→ Location annotation dataset excerpts

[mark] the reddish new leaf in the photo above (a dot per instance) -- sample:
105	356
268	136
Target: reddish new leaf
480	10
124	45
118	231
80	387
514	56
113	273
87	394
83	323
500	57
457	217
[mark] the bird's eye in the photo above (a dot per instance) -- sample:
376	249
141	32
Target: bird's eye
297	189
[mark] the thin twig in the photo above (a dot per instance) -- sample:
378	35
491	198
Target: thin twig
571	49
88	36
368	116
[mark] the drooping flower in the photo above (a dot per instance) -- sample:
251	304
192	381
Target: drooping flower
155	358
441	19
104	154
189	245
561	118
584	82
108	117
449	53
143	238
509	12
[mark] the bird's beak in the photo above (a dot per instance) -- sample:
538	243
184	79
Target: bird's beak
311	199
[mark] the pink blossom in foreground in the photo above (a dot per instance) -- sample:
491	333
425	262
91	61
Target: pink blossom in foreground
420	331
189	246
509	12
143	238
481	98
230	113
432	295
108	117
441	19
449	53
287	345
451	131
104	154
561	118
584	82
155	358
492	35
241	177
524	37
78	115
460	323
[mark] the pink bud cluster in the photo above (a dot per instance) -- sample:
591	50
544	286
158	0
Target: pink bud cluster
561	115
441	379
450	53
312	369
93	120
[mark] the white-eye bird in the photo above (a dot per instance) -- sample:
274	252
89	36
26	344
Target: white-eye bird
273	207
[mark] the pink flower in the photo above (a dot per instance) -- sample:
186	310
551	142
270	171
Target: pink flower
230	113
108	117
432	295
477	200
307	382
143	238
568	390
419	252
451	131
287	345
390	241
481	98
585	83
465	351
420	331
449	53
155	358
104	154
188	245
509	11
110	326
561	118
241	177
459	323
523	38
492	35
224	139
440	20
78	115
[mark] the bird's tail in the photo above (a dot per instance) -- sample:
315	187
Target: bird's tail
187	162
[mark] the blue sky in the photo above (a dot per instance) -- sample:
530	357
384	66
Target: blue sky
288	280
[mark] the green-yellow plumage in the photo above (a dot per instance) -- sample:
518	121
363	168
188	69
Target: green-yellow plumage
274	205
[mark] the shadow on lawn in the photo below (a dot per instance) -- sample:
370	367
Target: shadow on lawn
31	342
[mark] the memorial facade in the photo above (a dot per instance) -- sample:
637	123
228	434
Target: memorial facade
==
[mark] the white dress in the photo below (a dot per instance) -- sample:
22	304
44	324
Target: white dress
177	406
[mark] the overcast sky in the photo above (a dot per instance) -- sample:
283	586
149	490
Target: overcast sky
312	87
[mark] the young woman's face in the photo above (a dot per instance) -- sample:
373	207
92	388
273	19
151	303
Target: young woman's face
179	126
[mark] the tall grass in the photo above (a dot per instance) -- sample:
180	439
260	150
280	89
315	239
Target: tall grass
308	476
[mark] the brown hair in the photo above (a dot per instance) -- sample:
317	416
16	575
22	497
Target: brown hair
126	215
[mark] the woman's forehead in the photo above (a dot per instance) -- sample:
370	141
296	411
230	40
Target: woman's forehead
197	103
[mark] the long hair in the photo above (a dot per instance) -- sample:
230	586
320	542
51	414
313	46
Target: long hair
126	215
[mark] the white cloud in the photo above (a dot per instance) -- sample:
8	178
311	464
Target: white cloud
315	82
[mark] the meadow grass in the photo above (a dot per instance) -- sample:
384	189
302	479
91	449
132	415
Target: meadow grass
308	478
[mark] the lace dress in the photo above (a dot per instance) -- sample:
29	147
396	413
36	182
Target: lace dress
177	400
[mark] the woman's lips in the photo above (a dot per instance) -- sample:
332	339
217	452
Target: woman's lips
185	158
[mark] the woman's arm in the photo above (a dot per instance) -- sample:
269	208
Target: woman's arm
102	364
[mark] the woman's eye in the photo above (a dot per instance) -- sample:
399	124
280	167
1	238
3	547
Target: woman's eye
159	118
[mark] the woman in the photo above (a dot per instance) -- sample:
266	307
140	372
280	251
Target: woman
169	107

→ WRITTEN PROBLEM
Which of the lines above contain the string "green"? Return every one of them in full, treating uppercase and lowercase as different.

→ WRITTEN REPLY
[mark] the green-yellow plumage in the photo above (a dot per instance) -- sample:
Target: green-yellow plumage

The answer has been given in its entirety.